## WHAT YOU WILL DO
a) Reproduce the passage of the article on Hawk-Eye in Minority Report that starts with "Will Blake is" and ends after "Monday night's episode.".
b) Extend the article on Hawk-Eye in Minority Report by writing what comes after its final sentence.

Hawk-Eye Debuts On 'Minority Report' & The Big Brother Atmosphere Rightfully Has Its Detractors
Well Monday night's episode of Minority Report settles it. The futuristic version of the country is destined to become a police state. On the Episode 3, "Hawk-Eye," the titular police program monitoring crime debuted in Washington DC with a lot of excitement in the police department. But of course it had its detractors, including Detective Vega herself. Vega made jokes during the Hawk-Eye presentation that the police better have great lawyers and that making arrests and placing people on watch would be tough to do without proper motive or titles for the suspicious behavior. And while all of that is an accurate set of doubts for a cop administering the program to have, there's quite obviously a much bigger problem with the program. Hawk-Eye could turn the country into a Big Brother-style government. And some characters have more of a problem with it than others.
Will Blake is not a detractor, he could not support Hawk-Eye more if he had come up with it himself. He tries to convince Vega of its efficiency and potential by stating that it could be as successful as Pre-Crime was. But Vega of course states the obvious: Pre-Crime failed miserably. It crashed and burned after the effects of John Anderton's battle against it in the film Minority Report. And the problems with Hawk-Eye were more apparently similar to Pre-Crime than anyone could have imagined after the events of Monday night's episode.

## DATA FOR REVIEW
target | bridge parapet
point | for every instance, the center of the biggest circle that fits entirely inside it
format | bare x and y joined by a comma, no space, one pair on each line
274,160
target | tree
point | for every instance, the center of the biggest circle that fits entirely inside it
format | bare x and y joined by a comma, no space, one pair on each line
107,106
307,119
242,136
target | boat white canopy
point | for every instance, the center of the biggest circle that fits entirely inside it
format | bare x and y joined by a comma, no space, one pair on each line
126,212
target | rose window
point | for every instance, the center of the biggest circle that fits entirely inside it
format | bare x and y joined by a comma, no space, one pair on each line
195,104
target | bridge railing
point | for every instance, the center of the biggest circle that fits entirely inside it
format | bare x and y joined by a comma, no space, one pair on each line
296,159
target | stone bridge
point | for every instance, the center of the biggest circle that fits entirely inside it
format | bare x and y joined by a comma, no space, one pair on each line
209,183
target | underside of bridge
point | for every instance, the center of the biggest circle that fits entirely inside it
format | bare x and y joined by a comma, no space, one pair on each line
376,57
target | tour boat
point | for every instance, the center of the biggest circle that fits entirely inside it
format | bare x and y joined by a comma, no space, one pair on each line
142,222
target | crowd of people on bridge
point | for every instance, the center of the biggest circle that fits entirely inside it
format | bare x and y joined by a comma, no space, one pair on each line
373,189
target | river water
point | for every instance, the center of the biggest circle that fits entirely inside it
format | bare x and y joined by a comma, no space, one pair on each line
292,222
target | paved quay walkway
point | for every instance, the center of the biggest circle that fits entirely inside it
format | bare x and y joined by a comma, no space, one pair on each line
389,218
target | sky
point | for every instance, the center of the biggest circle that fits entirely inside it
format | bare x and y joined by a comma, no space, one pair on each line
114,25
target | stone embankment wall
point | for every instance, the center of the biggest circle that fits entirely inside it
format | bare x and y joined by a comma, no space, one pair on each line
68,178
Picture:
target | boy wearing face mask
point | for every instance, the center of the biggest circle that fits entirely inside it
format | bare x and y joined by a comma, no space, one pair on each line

## ANSWERS TO THE PROBLEMS
a)
Will Blake is not a detractor, he could not support Hawk-Eye more if he had come up with it himself. He tries to convince Vega of its efficiency and potential by stating that it could be as successful as Pre-Crime was. But Vega of course states the obvious: Pre-Crime failed miserably. It crashed and burned after the effects of John Anderton's battle against it in the film Minority Report. And the problems with Hawk-Eye were more apparently similar to Pre-Crime than anyone could have imagined after the events of Monday night's episode.

b)
Hawk-Eye supposedly tracks suspicious behavior in people and flags them for closer watch. If someone has a repeat pattern of suspicious behavior, they are basically placed under constant supervision. From here, the program monitors whether or not the person will be a threat to himself or to others. After seeing a vision and once again worrying about getting caught as a Precog, Dash is convinced by Vega into working for the police department as a "Hawk-Eye Analyst" partnered up with a detective (Vega, of course), and the two are able to follow their case from the vision. Thanks to Hawk-Eye, the supposed criminal has already been placed under supervision, but things go horribly wrong thanks in large part to the program.
Dash and Vega eventually discover that the criminal Mark Massero was sabotaged by his business partner and therapist to be placed in a new mental health treatment that actually decreased his levels of fear so much so that he didn't fear violence, speed, or even death. So while Hawk-Eye was tracking Mark's activities and psychology, it couldn't actually determine what was really happening. Much like Pre-Crime, Hawk-Eye was only able to determine part of the problem but couldn't take into consideration human intent, free will and the darkness inside of people. There's only so much a program can do, and for the police to use it solely as their method of catching supposed "criminals" proves that people are becoming for more and more dependent on technology to do their work for them in this futuristic locale. Big Brother, watch-dog style police programs aren't saving lives in Minority Report, people do that all by themselves.